Below is a block of records: output all of them exactly and leave out the pictures.

(begin)

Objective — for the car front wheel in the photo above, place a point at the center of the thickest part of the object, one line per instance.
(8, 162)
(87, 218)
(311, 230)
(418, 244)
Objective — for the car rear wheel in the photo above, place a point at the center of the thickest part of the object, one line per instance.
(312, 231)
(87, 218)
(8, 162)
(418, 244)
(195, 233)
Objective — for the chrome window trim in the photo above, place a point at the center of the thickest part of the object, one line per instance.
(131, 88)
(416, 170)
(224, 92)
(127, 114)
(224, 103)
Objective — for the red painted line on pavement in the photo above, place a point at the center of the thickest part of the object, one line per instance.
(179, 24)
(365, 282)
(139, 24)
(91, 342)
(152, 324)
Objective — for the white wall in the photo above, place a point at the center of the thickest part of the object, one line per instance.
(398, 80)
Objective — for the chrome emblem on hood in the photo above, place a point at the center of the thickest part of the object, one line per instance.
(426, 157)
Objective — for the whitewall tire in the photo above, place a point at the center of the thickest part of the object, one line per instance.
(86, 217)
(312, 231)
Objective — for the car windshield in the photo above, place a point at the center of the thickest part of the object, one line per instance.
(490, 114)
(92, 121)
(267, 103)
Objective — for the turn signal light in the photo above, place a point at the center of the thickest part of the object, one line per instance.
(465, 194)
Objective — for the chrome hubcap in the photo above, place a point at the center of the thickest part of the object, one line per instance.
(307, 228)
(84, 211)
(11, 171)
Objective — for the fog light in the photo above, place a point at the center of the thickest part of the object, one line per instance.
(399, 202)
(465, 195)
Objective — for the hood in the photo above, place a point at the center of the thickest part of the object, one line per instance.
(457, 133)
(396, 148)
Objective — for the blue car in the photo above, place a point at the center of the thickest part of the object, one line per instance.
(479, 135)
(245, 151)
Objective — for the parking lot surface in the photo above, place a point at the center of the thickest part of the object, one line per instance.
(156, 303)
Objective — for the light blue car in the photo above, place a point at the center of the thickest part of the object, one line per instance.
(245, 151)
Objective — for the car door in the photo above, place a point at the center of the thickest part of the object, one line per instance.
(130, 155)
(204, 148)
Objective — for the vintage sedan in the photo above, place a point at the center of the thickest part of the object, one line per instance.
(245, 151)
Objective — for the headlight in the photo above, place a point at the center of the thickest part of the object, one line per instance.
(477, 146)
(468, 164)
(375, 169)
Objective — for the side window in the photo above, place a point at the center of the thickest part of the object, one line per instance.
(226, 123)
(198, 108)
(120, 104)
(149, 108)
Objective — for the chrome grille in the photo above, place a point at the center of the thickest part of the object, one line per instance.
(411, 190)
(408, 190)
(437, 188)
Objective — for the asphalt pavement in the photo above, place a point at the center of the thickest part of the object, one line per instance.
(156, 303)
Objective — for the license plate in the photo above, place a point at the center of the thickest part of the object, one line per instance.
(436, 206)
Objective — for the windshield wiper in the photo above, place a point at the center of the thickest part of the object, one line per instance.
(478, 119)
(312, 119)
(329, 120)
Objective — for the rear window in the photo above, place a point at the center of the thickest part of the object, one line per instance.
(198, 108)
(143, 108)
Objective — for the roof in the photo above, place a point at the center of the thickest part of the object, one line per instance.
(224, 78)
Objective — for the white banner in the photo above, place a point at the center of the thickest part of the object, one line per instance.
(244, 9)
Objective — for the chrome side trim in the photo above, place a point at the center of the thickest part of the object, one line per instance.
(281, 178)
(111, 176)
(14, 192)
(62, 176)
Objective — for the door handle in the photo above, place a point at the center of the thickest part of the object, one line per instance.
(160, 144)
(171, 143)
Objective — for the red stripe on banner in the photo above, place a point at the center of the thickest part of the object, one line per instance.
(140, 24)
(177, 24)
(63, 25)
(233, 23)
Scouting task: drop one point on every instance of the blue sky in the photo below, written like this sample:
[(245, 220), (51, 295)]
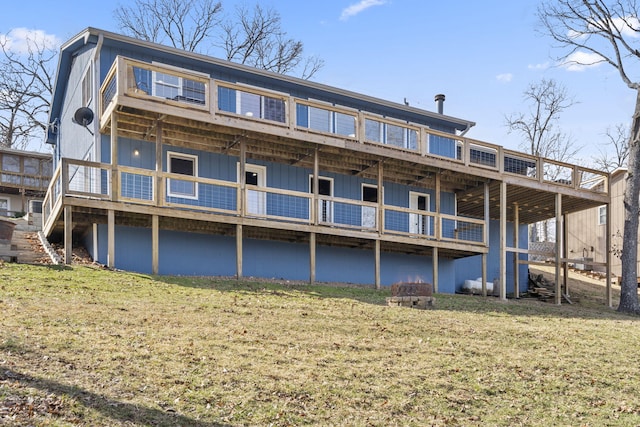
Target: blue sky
[(482, 55)]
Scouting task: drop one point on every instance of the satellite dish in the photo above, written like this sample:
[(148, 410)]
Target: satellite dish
[(83, 116)]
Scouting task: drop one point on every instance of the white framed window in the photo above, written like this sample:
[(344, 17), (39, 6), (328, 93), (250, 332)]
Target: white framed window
[(87, 86), (325, 207), (183, 164), (4, 206), (419, 223), (255, 176), (369, 194), (602, 215), (177, 88)]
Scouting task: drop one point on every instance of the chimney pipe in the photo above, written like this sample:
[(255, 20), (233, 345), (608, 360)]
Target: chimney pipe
[(439, 101)]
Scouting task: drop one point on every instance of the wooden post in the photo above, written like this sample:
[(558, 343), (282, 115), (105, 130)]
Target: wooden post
[(239, 251), (68, 234), (315, 205), (436, 272), (380, 220), (565, 251), (96, 255), (159, 188), (487, 219), (312, 258), (242, 180), (558, 247), (155, 244), (377, 263), (115, 186), (503, 241), (111, 238), (516, 255), (484, 275), (438, 219), (609, 294)]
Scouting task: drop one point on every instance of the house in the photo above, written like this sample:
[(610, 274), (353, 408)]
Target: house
[(171, 162), (24, 178), (592, 232)]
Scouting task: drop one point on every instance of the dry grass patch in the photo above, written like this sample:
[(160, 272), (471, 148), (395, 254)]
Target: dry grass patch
[(85, 346)]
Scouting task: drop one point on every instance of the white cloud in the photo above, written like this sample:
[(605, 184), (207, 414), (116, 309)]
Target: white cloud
[(18, 40), (504, 77), (356, 8), (542, 66), (580, 61)]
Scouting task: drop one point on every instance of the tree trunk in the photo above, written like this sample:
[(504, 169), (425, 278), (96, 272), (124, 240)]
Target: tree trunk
[(629, 257)]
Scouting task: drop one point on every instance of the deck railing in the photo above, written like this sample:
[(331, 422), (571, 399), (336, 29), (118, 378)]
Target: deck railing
[(187, 89), (101, 181)]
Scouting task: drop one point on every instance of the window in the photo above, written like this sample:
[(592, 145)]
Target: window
[(602, 215), (369, 194), (178, 88), (325, 188), (251, 104), (387, 133), (35, 206), (87, 86), (324, 120), (4, 207), (183, 164)]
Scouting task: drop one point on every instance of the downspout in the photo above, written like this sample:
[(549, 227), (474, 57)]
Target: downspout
[(96, 93)]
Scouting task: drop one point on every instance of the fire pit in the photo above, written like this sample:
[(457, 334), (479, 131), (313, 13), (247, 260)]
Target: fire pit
[(415, 295), (6, 231)]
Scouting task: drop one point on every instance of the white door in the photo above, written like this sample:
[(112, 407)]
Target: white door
[(256, 199), (369, 194), (325, 207), (418, 224)]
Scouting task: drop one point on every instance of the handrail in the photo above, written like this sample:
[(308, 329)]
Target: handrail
[(293, 206), (455, 148)]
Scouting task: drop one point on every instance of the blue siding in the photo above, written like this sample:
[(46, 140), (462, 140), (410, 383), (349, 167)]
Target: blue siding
[(278, 260), (227, 99), (471, 268), (180, 253)]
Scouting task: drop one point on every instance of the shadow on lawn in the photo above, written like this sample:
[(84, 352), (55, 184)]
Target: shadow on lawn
[(251, 286), (113, 409), (368, 295)]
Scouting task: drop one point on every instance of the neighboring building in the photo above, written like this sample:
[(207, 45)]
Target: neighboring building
[(587, 230), (198, 166), (24, 178)]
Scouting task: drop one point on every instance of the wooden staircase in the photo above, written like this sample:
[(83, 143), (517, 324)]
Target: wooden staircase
[(25, 245)]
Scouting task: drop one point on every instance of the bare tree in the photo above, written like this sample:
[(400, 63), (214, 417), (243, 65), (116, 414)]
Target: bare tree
[(618, 139), (593, 32), (182, 24), (540, 134), (26, 85), (250, 36), (255, 38)]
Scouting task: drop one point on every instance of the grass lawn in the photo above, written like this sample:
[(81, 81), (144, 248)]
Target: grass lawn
[(86, 346)]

(end)

EXERCISE OUTPUT:
Objective — for the car front wheel in the photo above, place a point at the center of the thickest part of the object, one line per instance.
(8, 162)
(87, 218)
(311, 230)
(418, 244)
Objective — for the car rear wheel in the photo above, place a point at the center of the thickest part of the object, one line per instance.
(312, 231)
(87, 218)
(8, 162)
(418, 244)
(195, 233)
Objective — for the chrome window trim in the photo above, place a point at the center of the thickest part of the object, one line per instance.
(131, 88)
(416, 170)
(224, 92)
(127, 114)
(224, 103)
Objective — for the red painted line on pavement in the photo above, place a point at the center of the thickest part of the object, one line per instance.
(179, 24)
(365, 282)
(139, 24)
(91, 342)
(152, 324)
Objective — for the white wall in the photo above, place a point at the center of the thickest part of the object, one line per instance.
(398, 80)
Objective — for the chrome emblem on hood in the photo above, place a point at the center of the thickest part of the object, one line per instance.
(426, 157)
Objective — for the whitewall tire in the photo above, place a point at the center of the thickest part of the object, one line per instance.
(86, 217)
(312, 231)
Objective — for the car windshield in the photo above, place a point at the center of the thickest part of the object, one line per instance.
(490, 114)
(92, 121)
(267, 103)
Objective — for the turn signal light in the photo above, place a point at the center of the thickest part of the object, one line per instance.
(465, 194)
Objective — for the chrome hubcap in the photo above, place a point at the center of the thickest part of the object, one line per instance.
(307, 228)
(84, 211)
(11, 171)
Objective — for the fog light in the photo above, place a point at the center of the thickest part of the object, one line per instance.
(399, 202)
(465, 195)
Objective — for the hood in the photo above, place a point at the center of the thickest part of the object, one line per instance.
(457, 133)
(396, 148)
Objective — for the blue car in the photo above, place a point at the center of the thickest part of the object, one line per instance.
(479, 135)
(245, 151)
Objective — for the parking lot surface in the photo above, place a point at the center of the thickest part of the object, one line per instance.
(156, 303)
Objective — for the light blue car in the photo above, place a point at the center of the thickest part of the object, one line per instance.
(245, 151)
Objective — for the car door in the photo above, place a point at the center of the thickest part of the object, one line per instance.
(130, 155)
(204, 148)
Objective — for the vintage sedan in the photo above, place a point at the center of the thickest part of the object, one line per instance.
(245, 151)
Objective — for the headlight in the photo above, place a point at the center of the thickest part of the object, one line per instance.
(477, 146)
(468, 164)
(375, 169)
Objective — for the side window in the photo above, place a point at the center of the thickest part of the object, one line per instance.
(226, 123)
(198, 108)
(120, 104)
(149, 108)
Objective — for the chrome grille in the photo above, place a point at the center of the thickest part of the object, one line per instance.
(411, 190)
(408, 190)
(437, 188)
Objective — for the asphalt pavement in the photo above, place a point at the center of the thickest part of the object, one line per instance.
(156, 303)
Objective — for the license plate in the photo above, place a point at the center of the thickest part of the object, one line per instance.
(436, 206)
Objective — for the windshield wiper in the photo above, place a point at the center of the thickest part of the object, one line per instance.
(478, 119)
(312, 119)
(329, 120)
Objective — for the rear window in the photo above, place a point at the center of the thickest part of the object, one line per instance.
(198, 108)
(143, 108)
Objective — for the roof in the photo above, place a point at the center of the thickest part of the object, one line per instance.
(224, 78)
Objective — for the white banner in the photo above, place a point at the center of the thickest part of the object, one line per instance.
(244, 9)
Objective — for the chrome side trim in the photo above, place a point at the center of the thickest part of the object, one line per instance.
(281, 178)
(111, 176)
(14, 192)
(62, 176)
Objective — for the door handle in the photo above, place a point at the center of the thickest part of the object, one line per instance.
(160, 144)
(171, 143)
Objective — for the red stripe on banner in the photo above, place a point at the center of the thickest part of the object, one line per instance.
(140, 24)
(177, 24)
(63, 25)
(233, 23)
Scouting task: drop one point on every instance of the blue sky in the photo below, written like this sample:
[(245, 220), (51, 295)]
Target: blue sky
[(482, 55)]
Scouting task: drop one point on every instance of the satellite dish in the photo above, written like this sample:
[(148, 410)]
Target: satellite dish
[(83, 116)]
Scouting task: drop one point on every instance of the white framed window in the photo above, written like this sample:
[(344, 17), (39, 6), (328, 93), (250, 332)]
Target: white framed window
[(87, 86), (325, 207), (183, 164), (4, 206), (419, 223), (255, 176), (369, 194), (602, 215), (177, 88)]
Scouting task: drop one point on every instance of the chimney pipe in the photo above, written like this sample:
[(255, 20), (233, 345), (608, 360)]
Target: chimney pipe
[(439, 101)]
Scouting task: drop one point on every instance of the wooden post in the photo above, written like this sample:
[(558, 343), (282, 115), (105, 130)]
Target: wooden post
[(239, 251), (68, 234), (315, 205), (436, 272), (380, 220), (565, 251), (96, 255), (159, 188), (487, 219), (312, 258), (242, 180), (558, 247), (155, 244), (377, 263), (115, 186), (503, 241), (111, 238), (516, 255), (484, 275), (438, 219), (609, 294)]
Scouting task: drop one point on every instance of the house in the photo above, written like this sample:
[(610, 274), (353, 408)]
Target: house
[(171, 162), (24, 178), (592, 232)]
Scouting task: drop one point on every instance of the dry grass patch in the photo above, written like this sample:
[(160, 272), (471, 148), (395, 254)]
Target: dry grass patch
[(85, 346)]
Scouting task: drop one point on every instance of the white cloud in the photo above, written like this sample:
[(605, 184), (207, 414), (116, 309)]
Target: white cloud
[(18, 40), (504, 77), (356, 8), (542, 66), (580, 61)]
Scouting task: drop one point on every instance of the tree trunk in the photo above, written like this sample:
[(504, 169), (425, 278), (96, 272), (124, 240)]
Target: tree trunk
[(629, 257)]
Scouting task: drop one point on every instance of the deck railing in the photo above, written like this sample:
[(331, 422), (571, 399), (336, 29), (118, 378)]
Target: deck railing
[(187, 89), (101, 181)]
Scouting task: drop one point on every instance of the window in the photo above, written like this sample:
[(592, 145)]
Target: window
[(602, 215), (369, 194), (178, 88), (325, 188), (251, 104), (387, 133), (35, 206), (87, 86), (324, 120), (4, 207), (183, 164)]
Scouting task: drop one point on every instance of the downspout in the photo above, written like this sample:
[(549, 227), (474, 57)]
Target: downspout
[(96, 93)]
Scouting task: drop one point on every instance of the fire pit in the photo above, written like this sample:
[(457, 334), (479, 131), (313, 13), (247, 260)]
Target: fire pit
[(415, 295), (6, 231)]
Scouting task: drop one point on every instance of the white door in the photo above, written like this sample:
[(112, 407)]
Target: white door
[(256, 199), (369, 194), (325, 207), (418, 224)]
Scouting task: drop one point on every instance of the handrail in the photo above, written like this sample:
[(308, 329)]
Target: handrail
[(293, 206), (455, 148)]
Scouting task: drop one point on every instance of the blue siding in the photo above, written like this sample:
[(46, 140), (462, 140), (410, 383), (349, 167)]
Target: blue siding
[(278, 260), (227, 99), (471, 268), (180, 253)]
Scouting task: drop one point on every instance of the shadow on lawn in the photo above, written like this sample:
[(84, 352), (55, 184)]
Target: shadow on lawn
[(251, 286), (113, 409), (368, 295)]
Scouting task: drop one point on every instance of the neighboring building in the photo above, written like this sample:
[(207, 45)]
Target: neighboring building
[(587, 230), (198, 166), (24, 178)]
Scouting task: drop one point on every instance of the wooden staircase in the photo above, written like this sample:
[(83, 143), (517, 324)]
Target: wooden staircase
[(25, 245)]
Scouting task: drop one point on every instance of the bare tree in the photo above, written like this sample:
[(400, 63), (214, 417), (243, 65), (116, 414)]
Target: bare tree
[(618, 139), (593, 32), (182, 24), (540, 134), (26, 85), (250, 36), (255, 38)]
Scouting task: drop one point on every instance of the grass lawn in the photo above, written like this sample:
[(81, 81), (144, 248)]
Target: grass lawn
[(86, 346)]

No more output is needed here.